Segment Start: Raw data

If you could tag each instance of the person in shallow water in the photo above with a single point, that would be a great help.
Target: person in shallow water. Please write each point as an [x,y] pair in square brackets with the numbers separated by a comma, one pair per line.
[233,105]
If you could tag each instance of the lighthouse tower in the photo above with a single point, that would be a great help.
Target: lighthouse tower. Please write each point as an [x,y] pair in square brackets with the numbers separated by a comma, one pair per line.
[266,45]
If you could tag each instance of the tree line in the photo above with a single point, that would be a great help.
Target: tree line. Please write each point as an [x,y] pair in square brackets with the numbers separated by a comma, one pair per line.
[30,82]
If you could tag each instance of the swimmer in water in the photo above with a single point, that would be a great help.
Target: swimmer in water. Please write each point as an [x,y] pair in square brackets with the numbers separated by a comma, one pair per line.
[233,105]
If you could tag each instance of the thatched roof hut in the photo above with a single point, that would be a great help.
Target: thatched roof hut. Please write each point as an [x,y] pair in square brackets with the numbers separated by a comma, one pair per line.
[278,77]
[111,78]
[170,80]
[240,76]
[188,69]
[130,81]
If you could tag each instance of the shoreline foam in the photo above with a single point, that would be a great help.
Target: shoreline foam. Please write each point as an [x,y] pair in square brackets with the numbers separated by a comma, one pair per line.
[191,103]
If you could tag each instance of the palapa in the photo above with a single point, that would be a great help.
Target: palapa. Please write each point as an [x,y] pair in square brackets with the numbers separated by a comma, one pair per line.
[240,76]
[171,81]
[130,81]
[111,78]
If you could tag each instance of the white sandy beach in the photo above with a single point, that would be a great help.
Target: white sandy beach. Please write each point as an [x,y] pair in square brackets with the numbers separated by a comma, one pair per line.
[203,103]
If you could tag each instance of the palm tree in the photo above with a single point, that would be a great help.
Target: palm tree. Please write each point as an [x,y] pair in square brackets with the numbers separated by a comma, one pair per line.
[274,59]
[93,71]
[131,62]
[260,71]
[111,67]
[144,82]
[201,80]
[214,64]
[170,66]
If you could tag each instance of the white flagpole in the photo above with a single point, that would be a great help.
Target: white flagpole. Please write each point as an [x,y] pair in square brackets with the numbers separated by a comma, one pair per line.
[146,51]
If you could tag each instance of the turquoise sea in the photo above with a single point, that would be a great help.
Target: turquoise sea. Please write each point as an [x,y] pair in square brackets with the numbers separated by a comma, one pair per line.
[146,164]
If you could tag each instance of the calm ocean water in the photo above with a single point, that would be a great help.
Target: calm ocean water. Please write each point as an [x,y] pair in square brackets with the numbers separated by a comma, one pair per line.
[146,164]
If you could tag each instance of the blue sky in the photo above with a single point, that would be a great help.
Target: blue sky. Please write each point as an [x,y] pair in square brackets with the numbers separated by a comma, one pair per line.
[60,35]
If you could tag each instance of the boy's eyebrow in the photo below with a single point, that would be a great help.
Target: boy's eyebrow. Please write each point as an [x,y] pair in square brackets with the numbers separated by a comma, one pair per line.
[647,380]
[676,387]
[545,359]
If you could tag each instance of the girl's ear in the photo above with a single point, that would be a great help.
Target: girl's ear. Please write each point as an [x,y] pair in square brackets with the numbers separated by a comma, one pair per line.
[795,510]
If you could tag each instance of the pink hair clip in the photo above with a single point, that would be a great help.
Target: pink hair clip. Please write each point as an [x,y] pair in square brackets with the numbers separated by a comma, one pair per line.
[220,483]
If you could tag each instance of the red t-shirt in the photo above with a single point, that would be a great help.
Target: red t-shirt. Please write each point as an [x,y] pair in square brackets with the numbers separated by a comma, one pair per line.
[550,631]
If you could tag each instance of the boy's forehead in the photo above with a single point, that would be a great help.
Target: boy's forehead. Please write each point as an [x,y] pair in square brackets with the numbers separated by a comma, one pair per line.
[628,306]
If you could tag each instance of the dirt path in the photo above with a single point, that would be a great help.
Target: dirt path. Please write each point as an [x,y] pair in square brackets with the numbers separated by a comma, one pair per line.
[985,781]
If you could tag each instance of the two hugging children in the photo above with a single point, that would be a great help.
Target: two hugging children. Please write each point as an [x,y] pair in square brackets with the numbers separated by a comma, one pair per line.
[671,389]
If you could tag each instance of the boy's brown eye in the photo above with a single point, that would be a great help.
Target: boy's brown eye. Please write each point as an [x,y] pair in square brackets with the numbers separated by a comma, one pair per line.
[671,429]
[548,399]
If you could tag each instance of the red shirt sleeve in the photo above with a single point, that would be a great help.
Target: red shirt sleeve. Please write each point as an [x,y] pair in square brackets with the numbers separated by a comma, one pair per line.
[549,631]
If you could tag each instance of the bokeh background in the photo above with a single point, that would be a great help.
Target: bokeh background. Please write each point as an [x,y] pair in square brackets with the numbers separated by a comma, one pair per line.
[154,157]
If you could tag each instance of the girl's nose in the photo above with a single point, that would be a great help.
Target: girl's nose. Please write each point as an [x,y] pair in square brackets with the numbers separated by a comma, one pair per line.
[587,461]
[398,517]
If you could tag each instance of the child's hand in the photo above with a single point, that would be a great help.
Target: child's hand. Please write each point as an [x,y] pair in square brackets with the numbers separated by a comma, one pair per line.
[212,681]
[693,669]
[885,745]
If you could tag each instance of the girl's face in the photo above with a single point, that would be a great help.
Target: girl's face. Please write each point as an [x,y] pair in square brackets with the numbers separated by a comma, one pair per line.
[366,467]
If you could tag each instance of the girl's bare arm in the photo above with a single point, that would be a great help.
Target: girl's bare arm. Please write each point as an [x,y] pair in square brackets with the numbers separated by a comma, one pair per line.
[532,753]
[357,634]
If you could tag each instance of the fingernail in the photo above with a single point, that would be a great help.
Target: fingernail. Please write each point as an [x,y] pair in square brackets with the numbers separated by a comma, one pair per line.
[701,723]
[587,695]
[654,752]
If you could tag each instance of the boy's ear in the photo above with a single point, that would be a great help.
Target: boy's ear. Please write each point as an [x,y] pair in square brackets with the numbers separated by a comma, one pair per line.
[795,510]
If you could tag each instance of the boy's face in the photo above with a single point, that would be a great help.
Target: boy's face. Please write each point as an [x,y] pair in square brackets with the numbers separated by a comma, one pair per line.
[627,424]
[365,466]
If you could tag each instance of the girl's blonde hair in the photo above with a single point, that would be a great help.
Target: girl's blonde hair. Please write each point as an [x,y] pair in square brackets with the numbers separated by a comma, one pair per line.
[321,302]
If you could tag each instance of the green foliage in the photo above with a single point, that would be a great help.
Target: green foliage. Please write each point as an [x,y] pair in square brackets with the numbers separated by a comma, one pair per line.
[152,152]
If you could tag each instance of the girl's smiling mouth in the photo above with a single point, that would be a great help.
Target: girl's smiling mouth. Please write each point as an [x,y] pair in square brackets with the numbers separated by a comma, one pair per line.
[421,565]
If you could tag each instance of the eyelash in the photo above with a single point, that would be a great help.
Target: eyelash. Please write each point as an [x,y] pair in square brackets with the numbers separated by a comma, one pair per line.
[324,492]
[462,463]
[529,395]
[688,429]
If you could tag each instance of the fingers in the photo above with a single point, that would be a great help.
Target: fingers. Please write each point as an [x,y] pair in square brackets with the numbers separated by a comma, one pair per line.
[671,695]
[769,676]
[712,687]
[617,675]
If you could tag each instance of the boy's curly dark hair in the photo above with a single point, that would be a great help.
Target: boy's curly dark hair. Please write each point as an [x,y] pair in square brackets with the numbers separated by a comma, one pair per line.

Segment End: Raw data

• Problem to work on: Copy out each line of the data that has the word "dark" in it.

• Written answer:
If you could tag each instance of the boy's curly dark hair in the photo above with a single point, that would be a great help.
Target: boy's curly dark hair. Please write each point as an [x,y] pair in square brackets with the numbers separated by a comma, one pair per line.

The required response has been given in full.